▸ Page excerpt:
Death comes to all creatures, though human beings are unique in understanding and acknowledging that they are mortal, thus, will die eventually. In ancient Greece, death was a common cause of concern partly because of the short lifespans that were a common occurrence. However, the beliefs and ideas of the ancient Greeks on death are complicated and sometimes conflicting. This essay seeks to discuss various aspects related to death in ancient Greece that struck me, particularly their beliefs regarding death, and compares it to how death is perceived in the contemporary world.
There are several striking aspects about death in ancient Greece. For example, in ancient Greece, people believed that when one died, the soul (psyche) would leave the body through exhalation of breath (Sourvinou-Inwood, 1995). They also believed that after death, the soul left the body through the mouth or even an open wound. When a young person died, the Greeks believed that elements such as thumos (from heart) and aion (vital spirit) also left the body but could not play any further role (Silk, 2004). The corpse that remained simply decomposed and had no more importance (Sourvinou-Inwood, 1995). The Greeks further believed that regardless of peoples class or status, whether a king, a warrior or a lowly peasant, everyone went to one destination after dying and burial. Ancient Greeks held the belief that after the soul escaped from the body, it simply existed as a spirit image, untouchable, but perceptible and the wall dividing the living and the dead was impassable. The soul would then travel to an underworld, referred to as Hades. It is important to note that the Greeks put coins in the mouth of the dead to pay as toll on their way to the underworld. They believed that when the deceased failed to pay toll, there was a risk that such souls would be compelled to stay on the shores of Hades indefinitely.

▸ Problem: Continue the essay on death in ancient Greece from the point where it stops.

▸ Material supplied:
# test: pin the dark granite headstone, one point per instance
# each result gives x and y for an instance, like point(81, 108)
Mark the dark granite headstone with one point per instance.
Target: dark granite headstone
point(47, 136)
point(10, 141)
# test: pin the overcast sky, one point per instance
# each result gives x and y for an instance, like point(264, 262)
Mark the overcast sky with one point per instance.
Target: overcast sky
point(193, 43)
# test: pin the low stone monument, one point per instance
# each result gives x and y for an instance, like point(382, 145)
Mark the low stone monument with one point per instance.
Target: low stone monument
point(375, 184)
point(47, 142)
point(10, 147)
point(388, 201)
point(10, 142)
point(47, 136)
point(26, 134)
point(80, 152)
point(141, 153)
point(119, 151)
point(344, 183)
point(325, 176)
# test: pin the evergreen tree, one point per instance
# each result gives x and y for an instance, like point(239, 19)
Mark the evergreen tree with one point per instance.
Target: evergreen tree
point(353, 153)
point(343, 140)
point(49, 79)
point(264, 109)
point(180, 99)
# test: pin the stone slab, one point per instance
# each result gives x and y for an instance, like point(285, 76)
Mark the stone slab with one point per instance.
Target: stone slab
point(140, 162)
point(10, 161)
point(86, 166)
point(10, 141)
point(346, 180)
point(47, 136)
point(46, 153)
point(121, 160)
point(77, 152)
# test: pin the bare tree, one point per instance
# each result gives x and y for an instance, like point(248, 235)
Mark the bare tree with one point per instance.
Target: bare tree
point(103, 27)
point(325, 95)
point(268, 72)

▸ Task result:
Upon entering Hades, the soul would cross River Styx using Charon's ferry to reach its final resting place. The soul could also use various paths to reach Hades, for example, by going through dark underground passages or sail to the Western Sea that surrounded the world. When the soul arrived in Hades, other souls within would instruct it not to cross the waters before burying its body, so the soul had to wait in a neutral territory. Appropriate burial preparations for the body played a crucial role in a souls journey into the afterlife (Kurtz & Boardman, 1971). However, if the body was not buried, the soul would not be allowed to enter Hades. If the soul was refused entry to Hades, the Greeks believed that such a soul would be left disembodied and would not be able to have peace (Garland, 1985). As a result, ancient Greeks greatly feared such repercussions, and refusal to accord the deceased proper burial was used as punishment for people who had committed serious crimes. The Greeks also feared death in sea water as it was difficult to retrieve the body and accord it a proper burial.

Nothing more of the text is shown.